— BEGIN —

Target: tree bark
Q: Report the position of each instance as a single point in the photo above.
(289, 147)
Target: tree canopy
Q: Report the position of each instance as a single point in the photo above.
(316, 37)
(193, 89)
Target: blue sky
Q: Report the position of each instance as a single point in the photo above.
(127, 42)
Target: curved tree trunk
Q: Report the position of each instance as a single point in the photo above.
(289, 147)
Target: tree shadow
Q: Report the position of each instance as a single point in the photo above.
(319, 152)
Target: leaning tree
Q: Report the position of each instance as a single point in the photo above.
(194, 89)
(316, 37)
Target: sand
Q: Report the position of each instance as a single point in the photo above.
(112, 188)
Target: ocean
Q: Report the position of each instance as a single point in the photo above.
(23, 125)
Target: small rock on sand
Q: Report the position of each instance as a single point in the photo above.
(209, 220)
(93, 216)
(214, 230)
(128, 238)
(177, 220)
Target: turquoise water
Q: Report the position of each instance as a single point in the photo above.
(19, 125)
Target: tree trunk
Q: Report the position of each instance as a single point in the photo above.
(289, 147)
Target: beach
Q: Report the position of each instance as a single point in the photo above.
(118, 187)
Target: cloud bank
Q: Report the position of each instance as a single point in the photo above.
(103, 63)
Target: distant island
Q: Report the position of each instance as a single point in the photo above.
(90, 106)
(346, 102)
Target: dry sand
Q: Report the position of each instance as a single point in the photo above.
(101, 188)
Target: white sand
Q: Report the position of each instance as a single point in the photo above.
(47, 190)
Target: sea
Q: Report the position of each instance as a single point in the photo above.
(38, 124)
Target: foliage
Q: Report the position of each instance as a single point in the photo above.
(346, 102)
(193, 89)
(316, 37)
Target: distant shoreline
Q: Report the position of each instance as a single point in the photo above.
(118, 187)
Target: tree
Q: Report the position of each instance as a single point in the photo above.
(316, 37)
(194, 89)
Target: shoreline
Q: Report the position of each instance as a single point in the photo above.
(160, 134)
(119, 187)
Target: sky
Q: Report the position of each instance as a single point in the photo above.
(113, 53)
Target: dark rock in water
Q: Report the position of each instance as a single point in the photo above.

— END —

- _WRITTEN TASK_
Print every one of the entries above again, line for line, without altering a single character.

- _FINAL RESULT_
Target: tree bark
Q: Report the position of each instance as a single point in the photo above.
(289, 147)
Target: tree canopy
Q: Report the position of each instance as a single point in the photo above.
(316, 37)
(193, 89)
Target: blue sky
Q: Report the position of each instance as a single point in the photo above.
(127, 42)
Target: curved tree trunk
Q: Report the position of each instance as a single point in the photo above.
(289, 147)
Target: tree shadow
Q: Report the position of each instance as a single point in the photo above.
(319, 152)
Target: leaning tree
Q: Report the position of each instance as a single point in the photo above.
(194, 89)
(316, 37)
Target: sand
Q: Report the position of each instance as a single point in the photo above.
(112, 188)
Target: ocean
Q: Report the position of each instance as a single point in the photo above.
(23, 125)
Target: small rock on sand
Q: Report the position of each instance as a single point in the photo above.
(209, 220)
(93, 216)
(214, 230)
(128, 238)
(177, 220)
Target: turquoise water
Q: Report the position of each instance as a single point in the photo above.
(19, 125)
Target: tree trunk
Q: Report the position of each instance as a single point in the photo above.
(289, 147)
Target: beach
Q: Report the position of each instance as a single point in the photo above.
(118, 187)
Target: cloud bank
Q: Report the position of each instance as a single point in the photo above.
(103, 63)
Target: distant island
Q: Report the position of each instance as a single point in the photo above.
(90, 106)
(346, 102)
Target: dry sand
Q: Report the position of each instance as a single point in the photo above.
(101, 188)
Target: white sand
Q: Report the position of each instance as a single point in the photo above.
(47, 190)
Target: sea
Q: Report the position of each instance as a single point in the photo above.
(38, 124)
Target: foliage
Q: Report the position of each instance as a single point in the photo above.
(346, 102)
(193, 89)
(316, 37)
Target: distant shoreline
Q: Report the position of each instance as a single point in the photo above.
(118, 187)
Target: tree
Q: Report the position of each instance as a single point in the photo above.
(316, 37)
(194, 89)
Target: shoreline
Q: Report the position of each instance as a single point in the photo above.
(160, 134)
(119, 187)
Target: sky
Q: Report the position of each instance as a single point in the photo above.
(113, 53)
Target: dark rock in water
Q: Report the position of each instance as a single point in the photo above.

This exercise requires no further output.